Content starts

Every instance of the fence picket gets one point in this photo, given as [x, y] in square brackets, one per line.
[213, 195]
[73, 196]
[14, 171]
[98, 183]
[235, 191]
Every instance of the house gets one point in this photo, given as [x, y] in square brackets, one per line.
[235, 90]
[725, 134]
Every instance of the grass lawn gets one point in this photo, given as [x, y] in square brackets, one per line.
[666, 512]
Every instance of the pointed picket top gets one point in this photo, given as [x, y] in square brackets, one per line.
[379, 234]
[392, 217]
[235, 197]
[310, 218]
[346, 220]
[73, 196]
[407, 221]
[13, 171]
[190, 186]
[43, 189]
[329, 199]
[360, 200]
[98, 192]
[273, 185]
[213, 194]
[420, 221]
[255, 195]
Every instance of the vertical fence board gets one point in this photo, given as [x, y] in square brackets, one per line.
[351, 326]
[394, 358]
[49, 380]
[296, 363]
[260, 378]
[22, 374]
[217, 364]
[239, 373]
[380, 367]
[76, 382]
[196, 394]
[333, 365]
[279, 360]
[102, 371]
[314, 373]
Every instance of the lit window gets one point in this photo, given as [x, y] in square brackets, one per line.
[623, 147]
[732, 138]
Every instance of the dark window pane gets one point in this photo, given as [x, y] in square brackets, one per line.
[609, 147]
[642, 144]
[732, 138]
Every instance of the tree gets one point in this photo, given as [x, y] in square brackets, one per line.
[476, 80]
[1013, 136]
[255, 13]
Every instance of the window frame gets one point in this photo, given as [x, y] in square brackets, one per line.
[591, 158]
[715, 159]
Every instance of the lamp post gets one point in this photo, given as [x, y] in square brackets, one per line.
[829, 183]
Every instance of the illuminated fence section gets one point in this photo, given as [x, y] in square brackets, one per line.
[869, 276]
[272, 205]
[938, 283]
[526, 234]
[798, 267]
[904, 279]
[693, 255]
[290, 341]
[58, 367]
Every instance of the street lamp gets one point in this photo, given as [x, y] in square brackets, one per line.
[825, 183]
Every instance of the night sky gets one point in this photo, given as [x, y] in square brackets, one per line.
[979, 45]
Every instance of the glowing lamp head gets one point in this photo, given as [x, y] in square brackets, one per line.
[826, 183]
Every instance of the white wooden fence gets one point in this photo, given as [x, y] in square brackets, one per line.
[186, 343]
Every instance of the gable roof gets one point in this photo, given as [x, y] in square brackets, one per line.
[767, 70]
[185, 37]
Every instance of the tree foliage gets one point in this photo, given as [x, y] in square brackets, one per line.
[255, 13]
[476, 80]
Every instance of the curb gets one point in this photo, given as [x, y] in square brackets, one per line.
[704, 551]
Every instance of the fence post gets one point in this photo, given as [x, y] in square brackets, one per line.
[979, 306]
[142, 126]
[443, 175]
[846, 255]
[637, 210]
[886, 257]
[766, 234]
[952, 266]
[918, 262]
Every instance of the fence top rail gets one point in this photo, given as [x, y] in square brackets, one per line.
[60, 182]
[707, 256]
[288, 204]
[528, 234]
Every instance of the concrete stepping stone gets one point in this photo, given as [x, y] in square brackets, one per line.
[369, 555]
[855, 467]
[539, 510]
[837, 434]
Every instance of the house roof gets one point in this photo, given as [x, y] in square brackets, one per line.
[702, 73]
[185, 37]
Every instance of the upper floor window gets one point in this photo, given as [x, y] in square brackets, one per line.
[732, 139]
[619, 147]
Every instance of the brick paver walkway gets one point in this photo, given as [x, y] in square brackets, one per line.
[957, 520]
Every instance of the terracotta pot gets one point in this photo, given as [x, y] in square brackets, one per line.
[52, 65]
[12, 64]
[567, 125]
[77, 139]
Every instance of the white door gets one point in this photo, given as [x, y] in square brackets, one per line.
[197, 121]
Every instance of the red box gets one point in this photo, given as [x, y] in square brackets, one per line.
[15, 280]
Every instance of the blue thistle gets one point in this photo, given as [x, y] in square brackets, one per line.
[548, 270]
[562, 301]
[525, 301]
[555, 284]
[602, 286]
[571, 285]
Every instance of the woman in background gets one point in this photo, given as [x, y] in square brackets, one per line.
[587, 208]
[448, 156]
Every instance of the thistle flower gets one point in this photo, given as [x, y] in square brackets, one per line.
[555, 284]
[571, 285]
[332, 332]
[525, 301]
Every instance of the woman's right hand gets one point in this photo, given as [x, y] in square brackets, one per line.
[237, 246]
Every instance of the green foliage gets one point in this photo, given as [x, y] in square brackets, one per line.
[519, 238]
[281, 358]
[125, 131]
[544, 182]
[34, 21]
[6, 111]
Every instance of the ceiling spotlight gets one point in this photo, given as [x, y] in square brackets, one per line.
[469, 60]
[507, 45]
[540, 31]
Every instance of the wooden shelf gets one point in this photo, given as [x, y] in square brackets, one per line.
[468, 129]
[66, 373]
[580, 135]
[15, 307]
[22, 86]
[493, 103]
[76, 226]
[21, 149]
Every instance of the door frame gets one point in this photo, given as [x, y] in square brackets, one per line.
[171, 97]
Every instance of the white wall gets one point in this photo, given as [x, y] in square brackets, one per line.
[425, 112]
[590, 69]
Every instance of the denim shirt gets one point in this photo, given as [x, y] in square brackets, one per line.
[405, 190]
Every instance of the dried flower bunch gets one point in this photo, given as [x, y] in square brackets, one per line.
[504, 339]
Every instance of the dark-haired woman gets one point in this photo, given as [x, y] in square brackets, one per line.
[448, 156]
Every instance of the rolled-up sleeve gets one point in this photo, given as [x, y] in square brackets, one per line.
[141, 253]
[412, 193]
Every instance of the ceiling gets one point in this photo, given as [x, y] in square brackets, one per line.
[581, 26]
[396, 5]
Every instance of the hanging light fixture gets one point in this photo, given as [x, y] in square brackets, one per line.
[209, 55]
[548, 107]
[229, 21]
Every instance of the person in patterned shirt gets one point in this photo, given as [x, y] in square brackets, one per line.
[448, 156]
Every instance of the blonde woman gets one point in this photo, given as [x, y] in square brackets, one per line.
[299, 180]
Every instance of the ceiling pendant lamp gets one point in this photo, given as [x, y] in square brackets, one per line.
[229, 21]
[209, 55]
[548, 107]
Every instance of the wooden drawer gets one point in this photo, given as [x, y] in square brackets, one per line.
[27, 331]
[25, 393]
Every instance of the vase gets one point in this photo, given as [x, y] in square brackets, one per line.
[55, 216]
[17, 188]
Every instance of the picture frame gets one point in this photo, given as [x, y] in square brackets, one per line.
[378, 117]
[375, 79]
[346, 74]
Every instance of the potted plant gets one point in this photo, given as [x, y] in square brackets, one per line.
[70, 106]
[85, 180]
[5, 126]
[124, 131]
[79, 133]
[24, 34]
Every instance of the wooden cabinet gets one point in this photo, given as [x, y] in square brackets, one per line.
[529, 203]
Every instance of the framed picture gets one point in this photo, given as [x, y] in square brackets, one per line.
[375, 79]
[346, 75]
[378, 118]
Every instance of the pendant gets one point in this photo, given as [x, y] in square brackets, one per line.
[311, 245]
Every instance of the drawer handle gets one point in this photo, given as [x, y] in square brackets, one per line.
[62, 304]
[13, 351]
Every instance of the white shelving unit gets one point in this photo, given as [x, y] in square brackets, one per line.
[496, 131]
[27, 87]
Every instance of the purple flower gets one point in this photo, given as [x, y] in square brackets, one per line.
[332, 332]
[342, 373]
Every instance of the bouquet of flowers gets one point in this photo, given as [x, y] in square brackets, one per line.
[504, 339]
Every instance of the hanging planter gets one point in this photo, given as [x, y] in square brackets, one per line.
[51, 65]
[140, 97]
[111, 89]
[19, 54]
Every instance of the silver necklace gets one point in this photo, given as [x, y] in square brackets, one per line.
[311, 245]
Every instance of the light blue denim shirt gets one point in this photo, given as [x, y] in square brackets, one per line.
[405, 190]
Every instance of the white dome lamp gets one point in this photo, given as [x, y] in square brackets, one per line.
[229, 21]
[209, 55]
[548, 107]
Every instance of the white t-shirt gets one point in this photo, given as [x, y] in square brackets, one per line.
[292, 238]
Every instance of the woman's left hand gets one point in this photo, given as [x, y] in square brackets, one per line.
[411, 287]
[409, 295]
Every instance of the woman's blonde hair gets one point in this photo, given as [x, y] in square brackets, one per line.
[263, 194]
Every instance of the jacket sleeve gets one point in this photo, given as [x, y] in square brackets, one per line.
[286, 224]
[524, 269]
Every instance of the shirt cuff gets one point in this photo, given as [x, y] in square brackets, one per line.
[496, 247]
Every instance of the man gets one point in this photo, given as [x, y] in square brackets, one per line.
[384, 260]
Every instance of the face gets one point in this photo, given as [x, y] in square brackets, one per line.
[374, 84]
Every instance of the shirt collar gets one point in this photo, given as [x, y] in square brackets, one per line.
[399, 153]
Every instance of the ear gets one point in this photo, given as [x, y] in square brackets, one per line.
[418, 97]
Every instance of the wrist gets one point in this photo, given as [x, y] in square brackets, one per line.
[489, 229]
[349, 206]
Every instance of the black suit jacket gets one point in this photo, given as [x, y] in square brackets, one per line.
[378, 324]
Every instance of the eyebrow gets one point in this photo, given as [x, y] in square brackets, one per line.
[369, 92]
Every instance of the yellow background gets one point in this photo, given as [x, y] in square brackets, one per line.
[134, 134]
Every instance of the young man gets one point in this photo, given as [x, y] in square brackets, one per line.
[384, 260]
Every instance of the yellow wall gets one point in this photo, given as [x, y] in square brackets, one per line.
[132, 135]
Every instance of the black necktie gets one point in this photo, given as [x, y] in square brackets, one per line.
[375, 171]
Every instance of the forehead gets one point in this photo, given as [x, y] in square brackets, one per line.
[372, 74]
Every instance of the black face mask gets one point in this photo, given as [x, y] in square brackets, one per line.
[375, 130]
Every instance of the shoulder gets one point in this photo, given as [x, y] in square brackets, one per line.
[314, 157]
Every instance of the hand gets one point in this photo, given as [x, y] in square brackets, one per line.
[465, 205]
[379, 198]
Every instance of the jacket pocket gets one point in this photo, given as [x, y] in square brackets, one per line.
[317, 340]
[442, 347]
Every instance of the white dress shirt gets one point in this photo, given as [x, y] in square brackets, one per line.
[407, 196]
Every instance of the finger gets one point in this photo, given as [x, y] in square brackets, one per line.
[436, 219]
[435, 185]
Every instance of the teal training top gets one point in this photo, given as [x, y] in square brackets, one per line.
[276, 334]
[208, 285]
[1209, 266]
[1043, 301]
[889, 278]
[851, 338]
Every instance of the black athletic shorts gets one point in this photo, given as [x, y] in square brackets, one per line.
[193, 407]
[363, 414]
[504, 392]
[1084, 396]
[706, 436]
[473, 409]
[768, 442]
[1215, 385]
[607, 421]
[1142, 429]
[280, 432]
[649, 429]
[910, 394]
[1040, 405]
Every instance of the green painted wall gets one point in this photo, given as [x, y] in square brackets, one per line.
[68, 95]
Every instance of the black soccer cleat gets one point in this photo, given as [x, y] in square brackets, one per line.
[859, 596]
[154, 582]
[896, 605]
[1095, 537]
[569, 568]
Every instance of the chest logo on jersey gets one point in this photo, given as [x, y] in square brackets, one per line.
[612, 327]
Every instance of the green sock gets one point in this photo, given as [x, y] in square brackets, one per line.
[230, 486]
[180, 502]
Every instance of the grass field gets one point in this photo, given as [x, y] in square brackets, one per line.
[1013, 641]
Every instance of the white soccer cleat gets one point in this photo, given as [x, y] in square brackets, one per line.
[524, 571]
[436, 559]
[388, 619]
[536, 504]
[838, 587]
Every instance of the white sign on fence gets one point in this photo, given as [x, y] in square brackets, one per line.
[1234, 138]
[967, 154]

Content ends

Please make an exact copy of the lines from the one holding "Every instance of the chest" through the final line of the records above, nothing more.

SOLUTION
Every instance of the chest logo on jersey gets one point in this photo, given as [x, y] in square brackets, one per line.
[612, 327]
Every instance of the green sock gets one point in this photo, given as [x, y] in square brackets, one per line.
[230, 486]
[180, 502]
Every instance of the grass field gets one point in this photo, given as [x, y] in square brackets, one per line.
[1013, 641]
Every instance of the white soccer cleat gets one point in this photo, given as [x, y] in square brackets, one per line.
[524, 571]
[436, 559]
[388, 619]
[536, 504]
[838, 587]
Every instance of the white sign on fence gets one point in this photo, given as [x, y] in square brackets, one per line.
[1234, 138]
[967, 154]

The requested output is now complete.